* Source document
start
-
Notifications
You must be signed in to change notification settings - Fork 58
Script Format
This is the documentation for Faunus 0.4.
Faunus was merged into Titan and renamed Titan-Hadoop in version 0.5.
Documentation for the latest Titan version is available at http://s3.thinkaurelius.com/docs/titan/current.
-
InputFormat:
com.thinkaurelius.faunus.formats.script.ScriptInputFormat
-
OutputFormat:
com.thinkaurelius.faunus.formats.script.ScriptOutputFormat
ScriptInputFormat
and ScriptOutputFormat
take an arbitrary Gremlin script and use that script to either read or write FaunusVertex
objects, respectively. This can be considered the most general InputFormat
/OutputFormat
possible in that Faunus uses the user provided script for all reading/writing.
The data below represents an adjacency list representation of an untyped, directed graph. First line reads, “vertex 0 has no outgoing edges.” The second line reads, “vertex 1 has an outgoing edge to vertices 4, 3, 2, and 0.”
0:
1:4,3,2,0
2:5,3,1
3:11,6,1,2
4:
5:
6:
7:8,9,10,11,1
8:
9:
10:
11:6
There is no corresponding InputFormat
that can parse this particular file (or some adjacency list variant of it). As such, ScriptInputFormat
can be used. With ScriptInputFormat
a Gremlin-Groovy script is stored in HDFS and leveraged by each mapper in the Faunus job. The Gremlin-Groovy script must have the following method defined:
def boolean read(FaunusVertex vertex, String line) { ... }
An appropriate read()
for the above adjacency list file is:
def boolean read(FaunusVertex vertex, String line) {
parts = line.split(':');
vertex.reuse(Long.valueOf(parts[0]))
if (parts.length == 2) {
parts[1].split(',').each {
vertex.addEdge(Direction.OUT, 'linkedTo', Long.valueOf(it));
}
}
return true;
}
Note that to avoid object creation overhead, the previous vertex is provided to the next parse. The vertex can be “reused” with the FaunusVertex.reuse(long id)
method which wipes all previous data. The resultant boolean
denotes whether the line parsed yielded a valid FaunusVertex
. As such, if the line is not valid (e.g. a comment line, a skip line, etc.), then simply return false
.
The above files are provided with the Faunus distribution and can be used from the Gremlin REPL.
gremlin> hdfs.copyFromLocal('data/ScriptInput.groovy','ScriptInput.groovy')
end
* Required task 1
According to the Faunus script format documentation, what was Faunus renamed when it was merged into Titan in version 0.5?
* Required task 2
Reproduce the Faunus script format documentation between "for the above" and "the FaunusVertex.reuse(long id)", inclusive, swapping "linkedTo" for "connectedTo".
* Required task 3
Carry on the Faunus script format documentation past its final line.

* Recorded information
start
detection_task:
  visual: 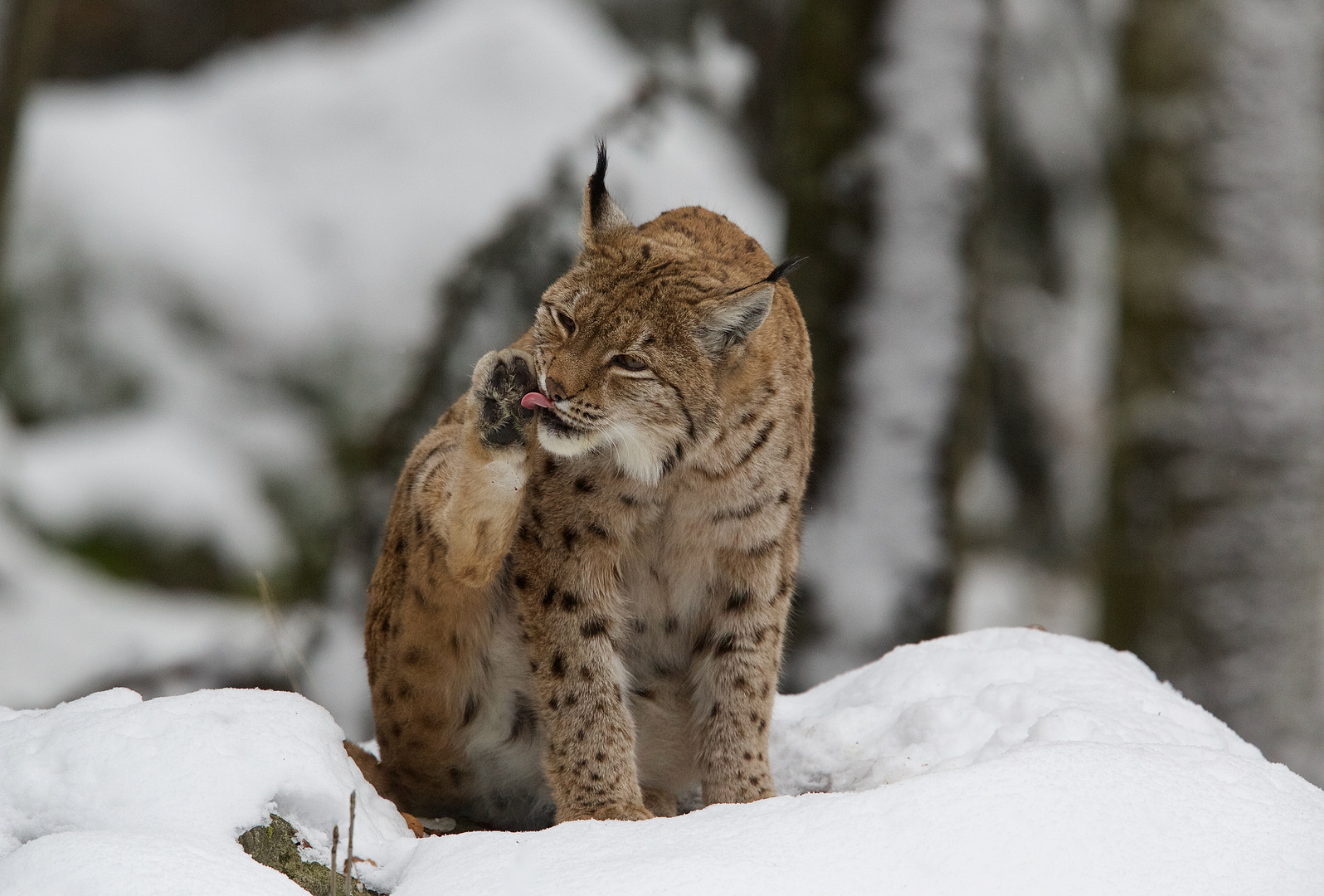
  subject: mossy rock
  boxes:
end
* Task output 1
Titan-Hadoop

* Task output 2
for the above adjacency list file is:
def boolean read(FaunusVertex vertex, String line) {
parts = line.split(':');
vertex.reuse(Long.valueOf(parts[0]))
if (parts.length == 2) {
parts[1].split(',').each {
vertex.addEdge(Direction.OUT, 'connectedTo', Long.valueOf(it));
}
}
return true;
}
Note that to avoid object creation overhead, the previous vertex is provided to the next parse. The vertex can be “reused” with the FaunusVertex.reuse(long id)

* Task output 3
==>null
gremlin> hdfs.copyFromLocal('data/graph-of-the-gods.id','graph-of-the-gods.id')
==>null
gremlin> hdfs.ls()
==>rw-r--r-- marko supergroup 868 ScriptInput.groovy
==>rw-r--r-- marko supergroup 69 graph-of-the-gods.id
gremlin> g = FaunusFactory.open('bin/script-input.properties')
==>faunusgraph[scriptinputformat->graphsonoutputformat]
gremlin> g.getConf('faunus')
==>faunus.output.location.overwrite=true
==>faunus.graph.output.format=com.thinkaurelius.faunus.formats.graphson.GraphSONOutputFormat
==>faunus.input.location=graph-of-the-gods.id
==>faunus.graph.input.script.file=ScriptInput.groovy
==>faunus.graph.input.format=com.thinkaurelius.faunus.formats.script.ScriptInputFormat
==>faunus.output.location=output
==>faunus.sideeffect.output.format=org.apache.hadoop.mapreduce.lib.output.TextOutputFormat
==>faunus.graph.input.edge-copy.direction=OUT
gremlin> g._
13/04/16 12:35:06 INFO mapreduce.FaunusCompiler: Compiled to 2 MapReduce job(s)
13/04/16 12:35:06 INFO mapreduce.FaunusCompiler: Executing job 1 out of 2: MapSequence[com.thinkaurelius.faunus.formats.EdgeCopyMapReduce.Map, com.thinkaurelius.faunus.formats.EdgeCopyMapReduce.Reduce]
...
gremlin> hdfs.head('output')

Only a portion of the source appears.